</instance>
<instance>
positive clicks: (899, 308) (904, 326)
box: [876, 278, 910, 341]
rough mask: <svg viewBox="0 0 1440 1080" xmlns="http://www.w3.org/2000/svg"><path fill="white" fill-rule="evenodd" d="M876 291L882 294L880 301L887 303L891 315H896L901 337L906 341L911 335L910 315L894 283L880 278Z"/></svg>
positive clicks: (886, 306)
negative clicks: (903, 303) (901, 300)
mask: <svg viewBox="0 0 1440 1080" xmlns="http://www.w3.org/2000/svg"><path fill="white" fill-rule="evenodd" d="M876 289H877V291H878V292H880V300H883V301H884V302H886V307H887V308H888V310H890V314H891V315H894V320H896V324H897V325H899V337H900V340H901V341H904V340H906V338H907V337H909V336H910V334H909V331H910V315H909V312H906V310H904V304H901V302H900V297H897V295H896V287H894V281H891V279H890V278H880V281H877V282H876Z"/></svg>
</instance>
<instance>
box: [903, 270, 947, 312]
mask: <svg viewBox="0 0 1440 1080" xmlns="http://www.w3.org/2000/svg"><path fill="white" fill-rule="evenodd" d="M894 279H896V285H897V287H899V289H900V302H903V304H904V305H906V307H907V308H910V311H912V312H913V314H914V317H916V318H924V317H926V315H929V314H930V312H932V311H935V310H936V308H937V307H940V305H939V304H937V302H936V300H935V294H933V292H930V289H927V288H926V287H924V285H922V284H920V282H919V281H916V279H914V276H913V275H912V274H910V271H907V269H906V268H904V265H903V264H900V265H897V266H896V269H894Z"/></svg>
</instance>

-.-.-

> _Aim of the exercise_
Could you pull every line of the records above and copy each one out character for character?

> _Result of this task_
</instance>
<instance>
positive clicks: (899, 308) (904, 326)
box: [876, 278, 910, 341]
rough mask: <svg viewBox="0 0 1440 1080" xmlns="http://www.w3.org/2000/svg"><path fill="white" fill-rule="evenodd" d="M876 291L882 294L880 301L887 303L891 315H896L901 337L906 341L911 335L910 315L894 283L880 278Z"/></svg>
positive clicks: (886, 306)
negative clicks: (903, 303) (901, 300)
mask: <svg viewBox="0 0 1440 1080" xmlns="http://www.w3.org/2000/svg"><path fill="white" fill-rule="evenodd" d="M876 289H877V291H878V292H880V300H883V301H884V302H886V307H887V308H888V310H890V314H891V315H894V320H896V324H897V325H899V337H900V340H901V341H904V340H906V338H907V337H909V336H910V334H909V331H910V315H909V312H906V310H904V304H901V302H900V297H897V295H896V287H894V281H891V279H890V278H880V281H877V282H876Z"/></svg>
</instance>
<instance>
box: [903, 270, 947, 312]
mask: <svg viewBox="0 0 1440 1080" xmlns="http://www.w3.org/2000/svg"><path fill="white" fill-rule="evenodd" d="M894 279H896V285H897V287H899V289H900V302H903V304H904V305H906V307H907V308H910V311H912V312H913V314H914V317H916V318H924V317H926V315H929V314H930V312H932V311H935V310H936V308H937V307H940V305H939V304H937V302H936V300H935V294H933V292H930V289H927V288H926V287H924V285H922V284H920V282H919V281H916V279H914V276H913V275H912V274H910V271H907V269H906V268H904V265H903V264H900V265H897V266H896V269H894Z"/></svg>
</instance>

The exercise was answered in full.